→ **DIRECTIONS FOR THIS TASK**:
Give back the full listing verbatim, apart from its images.

Part of a data file:

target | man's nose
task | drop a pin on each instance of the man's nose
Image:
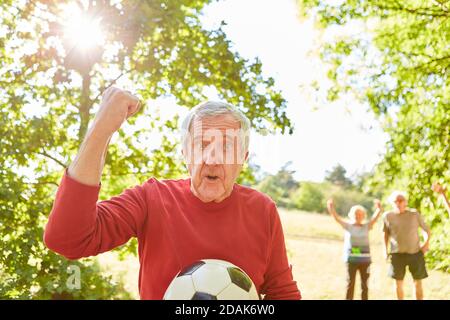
(213, 154)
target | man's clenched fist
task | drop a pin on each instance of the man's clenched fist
(117, 105)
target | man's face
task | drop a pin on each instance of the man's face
(401, 203)
(214, 156)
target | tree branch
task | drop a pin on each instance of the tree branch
(45, 154)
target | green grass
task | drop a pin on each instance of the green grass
(314, 245)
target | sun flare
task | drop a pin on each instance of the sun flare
(81, 30)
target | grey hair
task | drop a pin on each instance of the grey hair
(352, 212)
(395, 194)
(216, 108)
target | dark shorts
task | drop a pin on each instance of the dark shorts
(415, 263)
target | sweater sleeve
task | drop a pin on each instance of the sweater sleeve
(278, 280)
(80, 226)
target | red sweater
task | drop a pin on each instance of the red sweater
(174, 228)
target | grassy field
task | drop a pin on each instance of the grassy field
(315, 243)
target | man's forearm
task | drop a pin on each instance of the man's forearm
(88, 164)
(446, 202)
(386, 242)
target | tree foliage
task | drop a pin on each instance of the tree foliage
(395, 57)
(50, 88)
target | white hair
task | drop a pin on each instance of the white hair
(352, 212)
(395, 194)
(216, 108)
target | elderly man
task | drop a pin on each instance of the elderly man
(401, 232)
(176, 221)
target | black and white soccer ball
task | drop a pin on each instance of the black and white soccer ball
(211, 279)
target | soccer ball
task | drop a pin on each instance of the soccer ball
(211, 279)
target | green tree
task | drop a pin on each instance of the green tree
(280, 186)
(309, 197)
(50, 88)
(394, 56)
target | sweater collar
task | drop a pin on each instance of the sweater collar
(209, 206)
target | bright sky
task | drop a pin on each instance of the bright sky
(345, 132)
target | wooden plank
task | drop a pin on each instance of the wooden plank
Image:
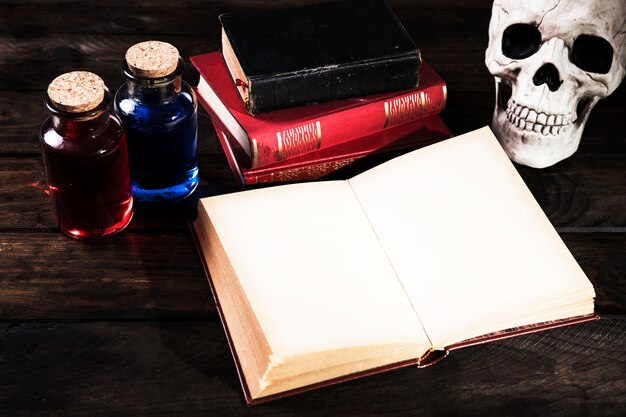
(130, 276)
(251, 4)
(185, 368)
(25, 205)
(203, 20)
(139, 275)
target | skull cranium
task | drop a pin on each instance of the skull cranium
(557, 59)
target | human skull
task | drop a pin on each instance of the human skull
(556, 59)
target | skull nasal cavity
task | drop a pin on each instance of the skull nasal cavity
(548, 74)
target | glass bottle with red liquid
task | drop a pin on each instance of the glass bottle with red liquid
(85, 155)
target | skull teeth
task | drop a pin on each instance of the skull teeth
(529, 120)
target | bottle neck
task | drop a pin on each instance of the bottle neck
(80, 128)
(147, 92)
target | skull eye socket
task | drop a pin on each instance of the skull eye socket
(520, 41)
(592, 53)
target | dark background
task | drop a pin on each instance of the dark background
(128, 326)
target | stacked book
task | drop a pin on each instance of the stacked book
(298, 93)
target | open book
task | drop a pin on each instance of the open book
(437, 249)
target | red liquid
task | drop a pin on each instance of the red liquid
(88, 175)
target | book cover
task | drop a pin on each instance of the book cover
(280, 135)
(426, 237)
(318, 164)
(318, 53)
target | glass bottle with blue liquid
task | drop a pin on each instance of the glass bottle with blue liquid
(159, 111)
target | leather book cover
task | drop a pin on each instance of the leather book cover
(281, 135)
(321, 52)
(317, 164)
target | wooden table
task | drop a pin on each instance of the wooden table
(128, 326)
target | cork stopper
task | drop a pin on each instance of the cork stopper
(76, 92)
(152, 59)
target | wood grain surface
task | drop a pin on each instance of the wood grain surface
(128, 327)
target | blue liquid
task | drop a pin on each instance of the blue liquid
(163, 144)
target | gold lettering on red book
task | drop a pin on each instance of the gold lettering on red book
(410, 107)
(299, 140)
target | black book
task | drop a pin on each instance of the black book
(313, 54)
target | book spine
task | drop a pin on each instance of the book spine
(319, 85)
(332, 129)
(311, 172)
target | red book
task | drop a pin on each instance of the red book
(284, 134)
(315, 165)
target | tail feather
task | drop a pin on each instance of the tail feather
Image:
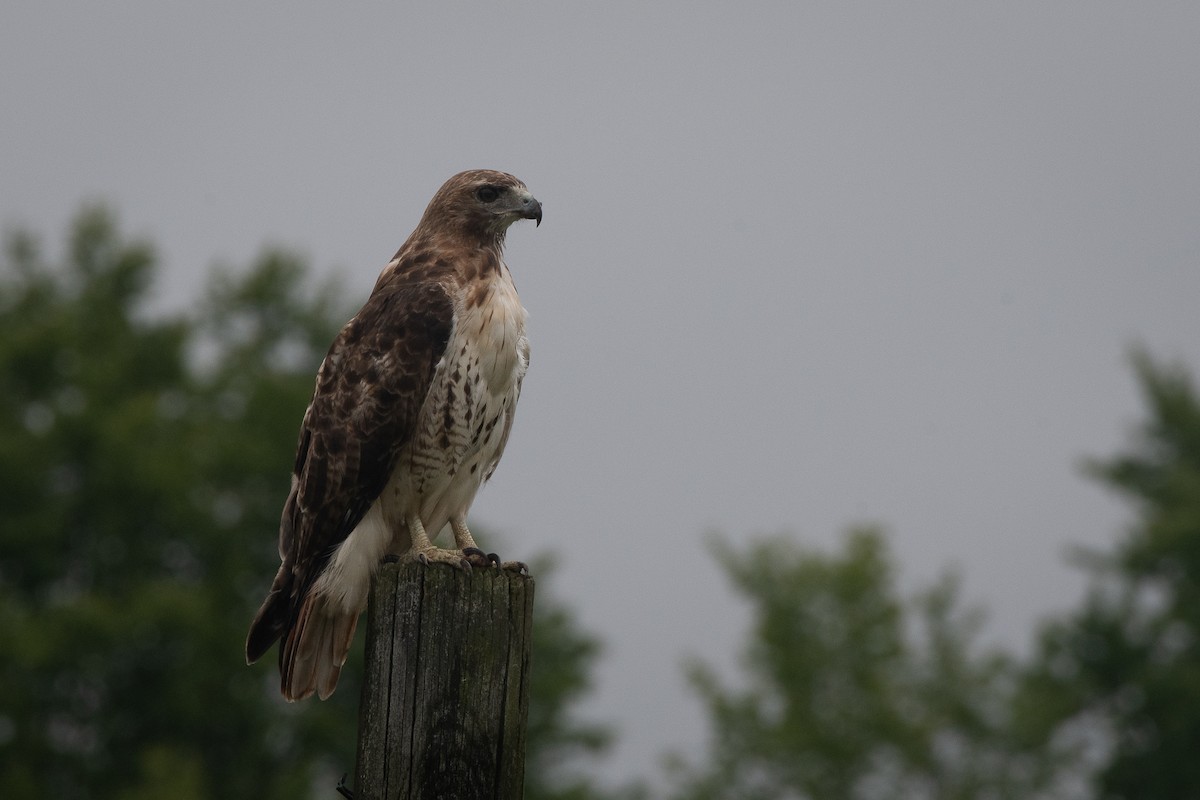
(315, 649)
(271, 620)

→ **RESULT**:
target | man's nose
task | drop a pin on each instance of the man's nose
Image:
(213, 154)
target | man's clenched fist
task | drop a pin on each instance of the man's clenched fist
(117, 105)
target | man's face
task | drop a pin on each instance of the man's face
(401, 203)
(214, 156)
target | tree branch
task | drop a pin on each instance of the tree branch
(45, 154)
target | green grass
task | drop a pin on each instance of the green grass
(314, 245)
target | sun flare
task | drop a pin on each instance of the sun flare
(81, 30)
target | grey hair
task | drop a pin on each instance of the grey hair
(352, 212)
(395, 194)
(216, 108)
target | dark shorts
task | drop a pin on each instance of the dark shorts
(415, 263)
target | sweater sleeve
task | drop a pin on each instance of the sweater sleeve
(278, 280)
(80, 226)
target | red sweater
task | drop a pin on each instance of the red sweater
(174, 228)
target | grassy field
task | drop a pin on each instance of the grassy field
(315, 243)
target | man's forearm
task | drop a pin on each instance of the man's forearm
(88, 164)
(446, 202)
(386, 242)
target | tree foliage
task | drop a pin on each instance of the tree foliage
(395, 57)
(50, 88)
target | white hair
task | drop a pin on each instance of the white hair
(352, 212)
(395, 194)
(216, 108)
target | elderly man
task | drop a pin on each instance of the elderly man
(401, 232)
(176, 221)
target | black and white soccer ball
task | drop a pin on each instance of the black and white soccer ball
(211, 279)
target | soccer ball
task | drop a pin on each instance of the soccer ball
(211, 279)
target | green tree
task | drop a pin on each instance of the green tree
(280, 186)
(309, 197)
(50, 88)
(394, 56)
target | sweater collar
task | drop a pin on each instance of the sweater collar
(209, 206)
target | bright sky
task | drop a pin on each instance of the bright sky
(345, 132)
target | wooden plank
task | drop a pin on each instance of the wooden plank
Image:
(130, 276)
(251, 4)
(185, 368)
(25, 205)
(203, 20)
(139, 275)
target | skull cranium
task | drop a pin on each instance of the skull cranium
(557, 59)
target | human skull
task | drop a pin on each instance of the human skull
(556, 59)
target | skull nasal cavity
task | drop a pin on each instance of the skull nasal cavity
(548, 74)
target | glass bottle with red liquid
task | drop a pin on each instance of the glass bottle with red liquid
(85, 155)
target | skull teeth
task | drop a pin on each instance of the skull teeth
(529, 120)
target | bottle neck
task | drop a pin on each instance of the bottle neck
(80, 128)
(147, 92)
target | skull eye socket
task | drop a pin on each instance of the skull eye socket
(520, 41)
(592, 53)
target | dark background
task | drop a pin on each instance of the dark background
(128, 326)
target | stacked book
task | drop a pin on each instance of the stacked book
(298, 93)
target | open book
task | drop a pin on each instance of the open book
(437, 249)
target | red liquid
task | drop a pin on each instance of the red liquid
(88, 175)
target | book cover
task | drop a pin on each instance of the book cover
(280, 135)
(426, 237)
(318, 164)
(318, 53)
target | glass bottle with blue liquid
task | drop a pin on each instance of the glass bottle with blue liquid
(159, 111)
target | leather book cover
task | drop a pin on each instance of the leather book cover
(281, 135)
(321, 52)
(317, 164)
target | wooden table
task | drop a pin on each instance of the wooden table
(128, 326)
target | cork stopper
task | drop a pin on each instance of the cork stopper
(76, 92)
(152, 59)
target | wood grain surface
task | drop a pin on each instance of the wood grain surface
(128, 327)
target | blue liquid
task | drop a pin on each instance of the blue liquid
(163, 144)
target | gold lettering on red book
task | drop a pin on each instance of the gold lettering on red book
(410, 107)
(299, 140)
target | black book
task | drop a pin on each instance of the black book
(313, 54)
target | book spine
task | drop a pin on each instance of the book spine
(319, 85)
(332, 129)
(311, 172)
target | red book
task | drop a pin on each instance of the red book
(284, 134)
(315, 165)
target | tail feather
task | drop a pin on each instance of the tail feather
Image:
(315, 649)
(271, 620)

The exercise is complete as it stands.